**Source passage:**
- - -
Many of our appetites and desires stem less from having tasted the thing, and wishing more of it, than from observing second-hand the behaviors of others, and feeling inadequate in not partaking of those behaviors. Most people who desire a fast sports-car haven't had one themselves, and likely have never even driven one borrowed from a friend. Yet they become fixated on the desire for a sleek fast machine because of images, suggestions, observations and so forth. This need not be overt propaganda. In some societies there actually IS overt propaganda enjoining young-people to reproduce, to populate the Fatherland and so forth. But subliminal social pressure is enough.

I don't deny that many people feel substantial and incontrovertible tug towards parenthood, without influence from their relatives or the media or the child-credits in the US federal tax code. It's a natural urge. But it seems to me that the plaintive desire to fit in, to partake of what others have, to become a parent because all of one's neighbors and coworkers are parents, is less the consequence of biological imperatives than of social feeling of being left out.
- - -
**Data section:**

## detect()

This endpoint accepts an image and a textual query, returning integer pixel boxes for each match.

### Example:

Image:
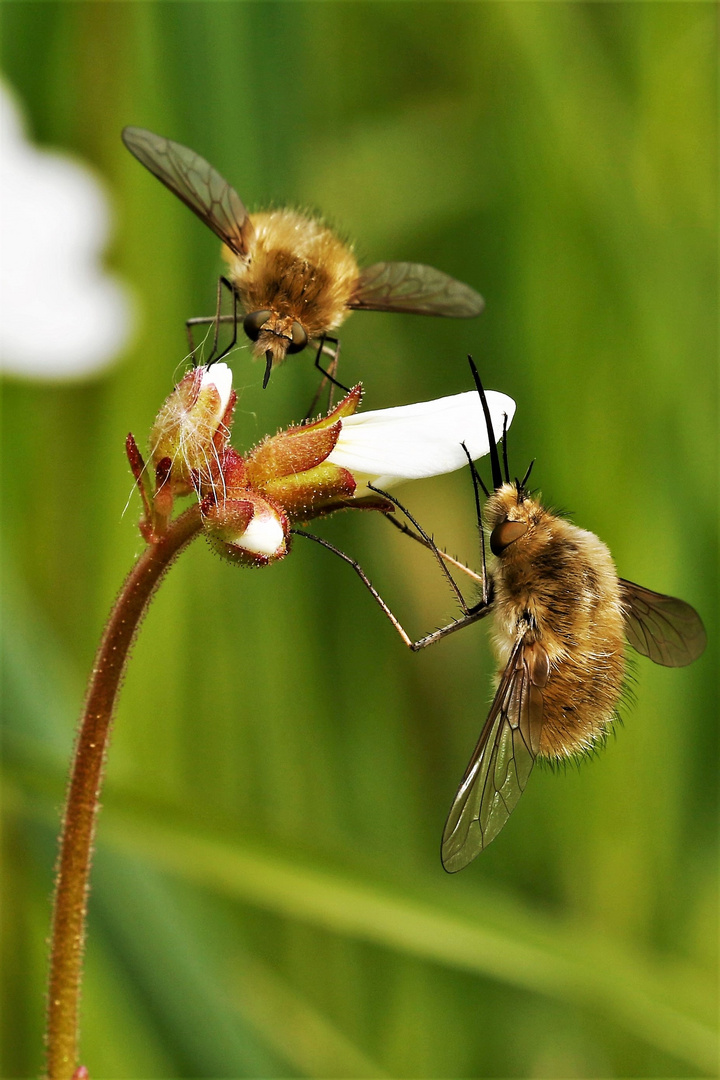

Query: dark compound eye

[243,311,272,341]
[490,522,528,555]
[287,319,308,352]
- - -
**List of tasks:**
(a) In the passage on desire and parenthood, what does the text say most people who want a fast sports car have never done?
(b) Please print the part of the passage on desire and parenthood that begins at the words "I don't deny" and stops after the words "being left out.".

**Answers for the exercise:**
(a) They haven't had one themselves and likely have never even driven one borrowed from a friend.

(b)
I don't deny that many people feel substantial and incontrovertible tug towards parenthood, without influence from their relatives or the media or the child-credits in the US federal tax code. It's a natural urge. But it seems to me that the plaintive desire to fit in, to partake of what others have, to become a parent because all of one's neighbors and coworkers are parents, is less the consequence of biological imperatives than of social feeling of being left out.